▶ **Text passage**
— Start —

Support pagination

Pagination is only provided by SharePoint for GetContent for Folders and
GetChanges.
diff --git a/src/com/google/enterprise/adaptor/sharepoint/SharePointAdaptor.java b/src/com/google/enterprise/adaptor/sharepoint/SharePointAdaptor.java
index 88fbcb5..bcc269d 100644
--- a/src/com/google/enterprise/adaptor/sharepoint/SharePointAdaptor.java
+++ b/src/com/google/enterprise/adaptor/sharepoint/SharePointAdaptor.java
@@ -212,7 +212,7 @@
     for (String contentDatabase : newContentDatabases) {
       SiteDataStub.ContentDatabase cd;
       try {
-        cd = client.getContentContentDatabase(contentDatabase);
+        cd = client.getContentContentDatabase(contentDatabase, false);
       } catch (IOException ex) {
         log.log(Level.WARNING, "Could not retrieve change id for content "
             + "database: " + contentDatabase, ex);
@@ -229,15 +229,29 @@
         // this database is gone.
         continue;
       }
+      CursorPaginator<SiteDataStub.SPContentDatabase, String> changesPaginator
+          = client.getChangesContentDatabase(contentDatabase, changeId);
+      SiteDataStub.SPContentDatabase changes;
       try {
-        changeId = client.getModifiedDocIds(contentDatabase, changeId, pusher);
+        while ((changes = changesPaginator.next()) != null) {
+          try {
+            client.getModifiedDocIds(changes, pusher);
+          } catch (XmlProcessingException ex) {
+            log.log(Level.WARNING, "Error parsing changes from content "
+                + "database: " + contentDatabase, ex);
+            // The cursor is guaranteed to be advanced past the position that
+            // failed parsing, so we just ignore the failure and continue
+            // looping.
+          }
+          contentDatabaseChangeId.put(contentDatabase,
+              changesPaginator.getCursor());
+        }
       } catch (IOException ex) {
         log.log(Level.WARNING, "Error getting changes from content database: "

— End —

▶ **Given task A**
In the SharePoint pagination commit, for which operations does SharePoint provide pagination?
▶ **Given task B**
Recast the paragraph of the SharePoint pagination commit that begins "Pagination is only provided" as a short bulleted list.
▶ **Given task C**
Resume the SharePoint pagination commit from its final line.

▶ **Records provided**
— Start —

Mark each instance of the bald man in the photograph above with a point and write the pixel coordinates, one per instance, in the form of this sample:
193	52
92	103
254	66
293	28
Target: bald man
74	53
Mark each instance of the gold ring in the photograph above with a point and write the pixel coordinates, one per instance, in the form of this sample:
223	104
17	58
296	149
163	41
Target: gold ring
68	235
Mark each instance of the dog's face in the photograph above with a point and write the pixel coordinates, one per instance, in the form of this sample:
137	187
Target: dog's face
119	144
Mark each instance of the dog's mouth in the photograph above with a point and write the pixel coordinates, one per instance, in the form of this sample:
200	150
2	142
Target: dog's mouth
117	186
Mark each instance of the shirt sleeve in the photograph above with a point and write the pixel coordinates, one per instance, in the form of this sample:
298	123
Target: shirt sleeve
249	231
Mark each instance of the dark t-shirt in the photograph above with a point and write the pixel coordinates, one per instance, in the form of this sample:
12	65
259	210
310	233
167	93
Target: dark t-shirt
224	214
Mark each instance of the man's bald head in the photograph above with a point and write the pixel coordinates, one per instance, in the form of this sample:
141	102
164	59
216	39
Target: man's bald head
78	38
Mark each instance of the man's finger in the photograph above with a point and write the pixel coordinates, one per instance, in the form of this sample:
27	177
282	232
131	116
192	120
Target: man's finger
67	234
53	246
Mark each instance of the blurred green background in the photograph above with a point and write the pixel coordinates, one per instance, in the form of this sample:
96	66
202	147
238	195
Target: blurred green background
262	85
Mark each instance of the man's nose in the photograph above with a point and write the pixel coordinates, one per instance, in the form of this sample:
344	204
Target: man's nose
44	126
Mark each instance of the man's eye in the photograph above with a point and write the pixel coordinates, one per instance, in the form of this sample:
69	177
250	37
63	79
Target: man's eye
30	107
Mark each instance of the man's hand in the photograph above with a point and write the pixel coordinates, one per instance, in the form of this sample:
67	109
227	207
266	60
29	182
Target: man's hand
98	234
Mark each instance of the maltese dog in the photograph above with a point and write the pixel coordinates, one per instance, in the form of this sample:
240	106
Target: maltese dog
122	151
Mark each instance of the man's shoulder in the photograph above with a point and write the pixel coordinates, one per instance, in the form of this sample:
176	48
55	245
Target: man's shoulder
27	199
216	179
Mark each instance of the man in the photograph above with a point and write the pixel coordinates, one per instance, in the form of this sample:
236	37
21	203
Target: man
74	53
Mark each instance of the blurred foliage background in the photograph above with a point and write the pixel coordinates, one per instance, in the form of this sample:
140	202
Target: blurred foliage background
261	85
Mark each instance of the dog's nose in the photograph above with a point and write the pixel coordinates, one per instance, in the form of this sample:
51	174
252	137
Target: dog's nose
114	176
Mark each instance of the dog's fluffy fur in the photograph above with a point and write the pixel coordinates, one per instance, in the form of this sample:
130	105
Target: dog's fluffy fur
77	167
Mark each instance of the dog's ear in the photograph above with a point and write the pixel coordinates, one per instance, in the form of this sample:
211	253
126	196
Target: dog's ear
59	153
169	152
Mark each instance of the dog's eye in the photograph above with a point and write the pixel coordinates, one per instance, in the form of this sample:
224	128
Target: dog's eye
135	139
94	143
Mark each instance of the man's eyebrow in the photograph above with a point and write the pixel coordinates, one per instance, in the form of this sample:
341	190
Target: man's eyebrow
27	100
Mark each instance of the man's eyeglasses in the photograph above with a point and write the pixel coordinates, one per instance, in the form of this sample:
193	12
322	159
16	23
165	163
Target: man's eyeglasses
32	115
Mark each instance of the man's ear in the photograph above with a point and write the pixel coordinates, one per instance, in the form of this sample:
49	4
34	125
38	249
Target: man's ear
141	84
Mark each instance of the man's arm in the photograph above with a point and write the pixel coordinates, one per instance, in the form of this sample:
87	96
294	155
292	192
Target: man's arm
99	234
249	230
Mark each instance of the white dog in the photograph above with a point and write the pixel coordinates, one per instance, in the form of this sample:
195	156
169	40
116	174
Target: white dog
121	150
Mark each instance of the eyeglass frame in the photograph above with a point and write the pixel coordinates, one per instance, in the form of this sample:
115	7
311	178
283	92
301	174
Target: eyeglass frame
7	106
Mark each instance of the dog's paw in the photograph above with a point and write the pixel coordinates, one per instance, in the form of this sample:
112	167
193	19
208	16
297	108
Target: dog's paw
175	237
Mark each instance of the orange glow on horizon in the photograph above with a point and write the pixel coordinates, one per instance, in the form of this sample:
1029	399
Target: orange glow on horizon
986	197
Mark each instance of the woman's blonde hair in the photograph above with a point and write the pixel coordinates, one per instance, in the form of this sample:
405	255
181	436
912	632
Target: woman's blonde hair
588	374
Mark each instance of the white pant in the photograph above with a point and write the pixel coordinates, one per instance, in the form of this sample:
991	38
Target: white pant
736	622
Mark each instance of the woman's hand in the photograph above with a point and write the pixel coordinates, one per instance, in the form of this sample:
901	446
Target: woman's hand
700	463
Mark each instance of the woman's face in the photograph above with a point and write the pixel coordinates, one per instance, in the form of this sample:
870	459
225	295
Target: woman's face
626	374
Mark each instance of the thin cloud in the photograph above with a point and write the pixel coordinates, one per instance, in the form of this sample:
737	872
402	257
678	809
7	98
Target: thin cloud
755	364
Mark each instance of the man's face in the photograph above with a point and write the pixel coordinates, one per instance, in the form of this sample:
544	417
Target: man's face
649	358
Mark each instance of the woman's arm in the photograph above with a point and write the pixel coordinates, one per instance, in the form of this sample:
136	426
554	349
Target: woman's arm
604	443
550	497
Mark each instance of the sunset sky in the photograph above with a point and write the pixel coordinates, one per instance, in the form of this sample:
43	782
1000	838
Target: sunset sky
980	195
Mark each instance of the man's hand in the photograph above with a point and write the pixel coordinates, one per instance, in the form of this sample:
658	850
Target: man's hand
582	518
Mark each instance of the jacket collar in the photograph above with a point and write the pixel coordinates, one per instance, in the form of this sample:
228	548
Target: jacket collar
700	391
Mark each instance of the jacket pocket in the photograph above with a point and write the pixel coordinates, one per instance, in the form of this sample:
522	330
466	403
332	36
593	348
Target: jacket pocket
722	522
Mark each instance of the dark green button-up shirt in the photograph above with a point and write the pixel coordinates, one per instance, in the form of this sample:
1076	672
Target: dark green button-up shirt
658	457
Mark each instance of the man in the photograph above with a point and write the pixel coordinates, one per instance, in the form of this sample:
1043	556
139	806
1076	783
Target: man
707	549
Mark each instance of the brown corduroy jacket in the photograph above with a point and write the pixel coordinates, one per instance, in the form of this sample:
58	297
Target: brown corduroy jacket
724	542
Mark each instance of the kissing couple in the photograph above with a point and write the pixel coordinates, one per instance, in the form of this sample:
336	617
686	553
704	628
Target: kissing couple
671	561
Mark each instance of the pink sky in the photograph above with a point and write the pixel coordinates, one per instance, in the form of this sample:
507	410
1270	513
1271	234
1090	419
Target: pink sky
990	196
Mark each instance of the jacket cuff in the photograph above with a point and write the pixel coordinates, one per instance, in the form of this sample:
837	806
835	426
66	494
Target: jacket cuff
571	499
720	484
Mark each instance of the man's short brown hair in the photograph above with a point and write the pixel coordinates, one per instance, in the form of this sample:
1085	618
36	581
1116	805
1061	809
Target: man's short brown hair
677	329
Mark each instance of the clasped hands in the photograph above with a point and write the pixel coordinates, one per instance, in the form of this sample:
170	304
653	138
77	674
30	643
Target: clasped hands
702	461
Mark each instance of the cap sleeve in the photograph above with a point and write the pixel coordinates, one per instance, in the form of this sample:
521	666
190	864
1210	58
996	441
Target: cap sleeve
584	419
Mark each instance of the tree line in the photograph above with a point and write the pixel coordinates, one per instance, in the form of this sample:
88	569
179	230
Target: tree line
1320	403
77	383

— End —

▶ **Exercise output A**
GetContent for Folders and GetChanges.

▶ **Exercise output B**
SharePoint provides pagination only for:
- GetContent for Folders
- GetChanges

▶ **Exercise output C**
             + contentDatabase, ex);
         // Continue processing. Hope that next time works better.
         continue;
       }
-      contentDatabaseChangeId.put(contentDatabase, changeId);
     }
     log.exiting("SharePointAdaptor", "getModifiedDocIds", pusher);
   }
@@ -379,7 +393,7 @@
         for (SiteDataStub.ContentDatabase_type0 cd_t0
             : vs.getContentDatabases().getContentDatabase()) {
           SiteDataStub.ContentDatabase cd
-            = getContentContentDatabase(cd_t0.getID());
+              = getContentContentDatabase(cd_t0.getID(), true);
           if (cd.getSites() != null && cd.getSites().getSite() != null) {
             for (SiteDataStub.Site_type0 site : cd.getSites().getSite()) {
               writer.write(liUrl(site.getURL()));
@@ -475,17 +489,22 @@
           + "</head>"
           + "<body>"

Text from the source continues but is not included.